→ Problems and tasks:
[1] Rewrite the part of the article on carbon-aware cloud computing starting at "However, we have" and ending at "That’s very low!", using "solar" in place of "offshore wind".
[2] In the article on carbon-aware cloud computing, since what year has Google been carbon neutral?
[3] Carry the article on carbon-aware cloud computing further, picking up after its final sentence.

→ Reading text:
Carbon emissions aware cloud compute

On 22 April, Google announced it is now optimising compute workloads based on the carbon intensity of data center electricity. This means it is scheduling some compute jobs to run when it has access to the most renewable electricity.

Google has been carbon neutral since 2007 and has matched 100% of its electricity usage with purchases of renewable electricity since 2017, but that does not mean it is actually using 100% renewable electricity.

This is the same as your home electricity. Even if you are on a 100% renewable electricity tariff, you are not always using renewable electricity. It just means that your supplier procures 100% renewably sourced electricity into the grid, but the grid has multiple sources of electricity. Electrons are electrons and there are few countries which generate all their electrons from 100% renewable sources (basically just Iceland). Even those that do may import some electricity when demand is high from interconnections with other countries which use non-renewable sources.

Renewables share of power generation by region, BP Energy Outlook 2019

Until we get to a position where the majority of electricity is generated renewably, the carbon intensity of supply is an important metric. This changes on a minute by minute basis depending on what generating capacity is online, which varies by region and country.

Over the last 3 months in the UK, the carbon intensity of electricity has ranged from ~293g/kWh on 4th March (when gas was generating over 50% of supply) to a low of ~61g/kWh on 21st April (when gas was generating around 17% and wind + solar made up over 50% of supply).

3 month UK electricity generation, Electric Insights

You will also notice that price tends to be lower when renewables are high. Historically, non-renewables have been cheaper than renewables because they are a mature technology. Their main cost after deployment is the fuel.

However, we have now progressed wind and solar technology to the point where their levelised cost is coming in lower than non-renewables. Carbon pricing is pushing non-renewable fuel costs higher and they are having to compete with renewables which have no fuel costs at all.

Estimated UK LCOE for projects starting in 2015, £/MWh, Wikipedia.

Indeed, this comparison table is out of date. The latest offshore wind auction in the UK awarded LCOE strike prices of £39/MWh. That’s very low!

What does this mean for carbon emissions aware cloud compute?

Google is now scheduling its latency-insensitive workloads to correlate with periods of low carbon intensity.

We designed and deployed this first-of-its kind system for our hyperscale (meaning very large) data centers to shift the timing of many compute tasks to when low-carbon power sources, like wind and solar, are most plentiful. This is done without additional computer hardware and without impacting the performance of Google services like Search, Maps and YouTube that people rely on around the clock. Shifting the timing of non-urgent compute tasks—like creating new filter features on Google Photos, YouTube video processing, or adding new words to Google Translate—helps reduce the electrical grid’s carbon footprint, getting us closer to 24×7 carbon-free energy
Our data centers now work harder when the sun shines and wind blows

The idea is that time-insensitive processing can be scheduled for a more environmentally friendly time. This is not a new concept.

Stored dataset items:

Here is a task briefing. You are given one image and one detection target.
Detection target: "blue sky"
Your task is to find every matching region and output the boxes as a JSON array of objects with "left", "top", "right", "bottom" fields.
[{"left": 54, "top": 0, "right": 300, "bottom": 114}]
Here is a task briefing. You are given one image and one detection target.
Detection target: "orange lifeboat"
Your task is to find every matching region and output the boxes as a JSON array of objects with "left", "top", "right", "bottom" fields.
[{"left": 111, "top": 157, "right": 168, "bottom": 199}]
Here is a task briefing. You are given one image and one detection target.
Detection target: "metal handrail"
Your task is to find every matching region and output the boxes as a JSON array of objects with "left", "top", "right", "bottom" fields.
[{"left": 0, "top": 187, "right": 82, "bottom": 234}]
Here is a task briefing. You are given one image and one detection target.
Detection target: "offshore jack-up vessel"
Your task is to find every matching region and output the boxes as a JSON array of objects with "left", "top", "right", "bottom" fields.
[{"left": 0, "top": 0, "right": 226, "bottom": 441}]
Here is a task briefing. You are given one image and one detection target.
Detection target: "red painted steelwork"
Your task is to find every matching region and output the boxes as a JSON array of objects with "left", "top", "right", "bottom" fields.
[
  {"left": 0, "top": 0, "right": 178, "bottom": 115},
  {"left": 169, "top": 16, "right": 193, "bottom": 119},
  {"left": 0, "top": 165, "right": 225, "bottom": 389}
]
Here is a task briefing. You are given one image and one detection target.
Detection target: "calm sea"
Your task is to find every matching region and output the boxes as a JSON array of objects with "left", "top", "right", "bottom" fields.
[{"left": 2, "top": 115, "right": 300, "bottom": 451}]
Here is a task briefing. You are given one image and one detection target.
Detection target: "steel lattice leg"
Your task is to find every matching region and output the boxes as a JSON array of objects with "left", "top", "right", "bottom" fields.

→ Set of answers:
[1]
However, we have now progressed wind and solar technology to the point where their levelised cost is coming in lower than non-renewables. Carbon pricing is pushing non-renewable fuel costs higher and they are having to compete with renewables which have no fuel costs at all.

Estimated UK LCOE for projects starting in 2015, £/MWh, Wikipedia.

Indeed, this comparison table is out of date. The latest solar auction in the UK awarded LCOE strike prices of £39/MWh. That’s very low!

[2] Since 2007.

[3]
Papers from Berl et al, 2010, Buyya et al, 2010, Gelenbe, 2012, Gao et al, 2013, Berrel et al, 2014 and Basmadjia, 2019 have proposed “follow-the-renewables” type systems. These use carbon intensity data and/or generation stats to schedule workloads in locations where the carbon intensity is lowest.

The problem is that when you move from running your own data centers to using abstracted units of compute running in a hyperscale data center owned by the likes of Amazon, Google and Microsoft, you also lose all visibility into the energy usage. If you buy a server and rack it into a colo facility, you can measure the power draw from the physical rack and you get a bill for your electricity each month. When you move to the cloud, you only get a bill for the compute time.

With a significant part of the 1% of global electricity consumed by data centers being from hyperscale, cloud facilities, the lack of carbon intensity data makes it impossible to schedule your workloads in the most environmentally friendly way.

Carbon emissions aware products

A major challenge with renewables like solar and wind is intermittency. We have no control over when they will generate. This can result in some strange scenarios where we have to pay generators not to generate, due to system capacity issues. The media love these negative stories about renewables but this is how the system has to work in the short term whilst transmission capacity is upgraded.

We can already see the beginnings of pricing aware products in the consumer space. The UK electricity supplier, Octopus Energy, has a beta “Agile” tariff which in some cases has been paying customers to use electricity. Rather than paying a fixed £/kWh, your electricity price changes based supply and demand.

As with any market, when supply exceeds demand, prices fall. Sometimes they go negative. The Octopus Agile tariff is one of the first to offer those savings back to the consumer.

However, these kind of pricing events tend to happen at inconvenient times like the middle of the night. It is no good being paid to use electricity if you are asleep and cannot take advantage of it! Octopus are interesting because they have an API that allows you to integrate your devices to automatically take advantage of this.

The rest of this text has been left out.